## Document text
BEGIN
My older brother died at forty-two years of age, and the loss I felt was so great that… I stopped praying and going to church. Just writing these lines has been very difficult, but since I subscribed to receive your messages by email two weeks ago, I decided to take the risk. I don’t want to keep feeling this resentment toward God for having lost my brother. Why do I feel this way?
Thank you for trusting us enough to confide in us, even though it was difficult for you to express your feelings. No one can make you feel differently than you do, for you have suffered a great loss and your brother is never coming back. However, we will attempt to answer your question of why you feel such resentment toward God.
Imagine a wood fire, burning slowly but steadily. When more wood is added, the low flames may flash higher for a short time, but then they die back down to the steady, slow burn. The fire isn’t big enough to get out of control, but it is enough to cause heat and the eventual consumption of the wood. The fire will only die out when it has consumed all the wood.
The pain you feel because of your brother’s death is like the slow fire. It is always there, burning inside of you. However, you subconsciously fear that the memory of your brother will fade away eventually and that he will be forgotten. That thought makes you angry because you loved him so much, so you have to get more fuel for the fire so that it will flash and then keep burning steadily.
Resentment is fuel for the fire. So you resent the only One who you believe could have prevented your brother from dying: God. Every time you think of your brother, the thought turns into fuel for the fire because that is how you have been keeping his memory alive. Your thoughts progress like this: God is supernatural, so He could have prevented this great loss. — Why didn’t He? — He should have! — It’s His fault! Throw wood on the fire, and your brother’s memory is kept alive inside of you.
END
## Information supplied
BEGIN
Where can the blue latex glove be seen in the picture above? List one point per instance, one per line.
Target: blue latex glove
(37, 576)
END
## Actions to take
1. List each step in the chain of thoughts that the text on grief gives as the way the reader's thoughts progress.
2. Copy the text on grief starting with "My older brother" and going on through "resentment toward God.", substituting "sister" for "brother" wherever it occurs.
The lines were taken from a different source than the text on grief.

## Your responses
1.
- God is supernatural, so He could have prevented this great loss.
- Why didn't He?
- He should have!
- It's His fault!

2.
My older sister died at forty-two years of age, and the loss I felt was so great that… I stopped praying and going to church. Just writing these lines has been very difficult, but since I subscribed to receive your messages by email two weeks ago, I decided to take the risk. I don’t want to keep feeling this resentment toward God for having lost my sister. Why do I feel this way?
Thank you for trusting us enough to confide in us, even though it was difficult for you to express your feelings. No one can make you feel differently than you do, for you have suffered a great loss and your sister is never coming back. However, we will attempt to answer your question of why you feel such resentment toward God.